• EXERCISE TASK: Reproduce the passage of the election-security interview below word for word, starting at the words "PGN The computer" and stopping after "the necessary requirements?".
=== TEXT PROVIDED ===
Another problem revolves around the interpretation of public records. All of the records of an election are generally public, but many of these records are stored in proprietary data formats. Even the ink-on-paper records printed by election-management systems are frequently loaded with cryptic abbreviations. Unfortunately, the documentation necessary to interpret these records is generally considered confidential. This is absurd. It is as if the public records were being made available only in encrypted form. As far as I am concerned, the documentation necessary to interpret any public records must itself be public.

PGN The computer science community seems almost unanimously wary of attempts to enable elections via the Internet—for example, the SERVE (Secure Electronic Registration and Voting Experiment) report. To what extent could better computer-system security and sound uses of cryptography satisfy the necessary requirements?

DWJ A good part of the problem is that most Internet voting proposals involve absentee voting systems that happen to use the Internet instead of postal ballots. Absentee voting, where voters fill out their ballots outside the controlled context of polling places, allows voters to easily prove, to a crook, that they filled out their ballots as required. This is why I have long recommended increased use of satellite polling places for early voting instead of unrestricted postal voting.

Internet voting from the home has many additional problems. Browser neutrality is one. Several current schemes operate correctly only under Microsoft Internet Explorer. I don’t believe that such limits are appropriate for any official government use of the Internet.
=== DATA SECTION ===
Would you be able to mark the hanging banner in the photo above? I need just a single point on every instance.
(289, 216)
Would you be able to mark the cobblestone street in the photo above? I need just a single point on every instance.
===
• THE RESULT:
PGN The computer science community seems almost unanimously wary of attempts to enable elections via the Internet—for example, the SERVE (Secure Electronic Registration and Voting Experiment) report. To what extent could better computer-system security and sound uses of cryptography satisfy the necessary requirements?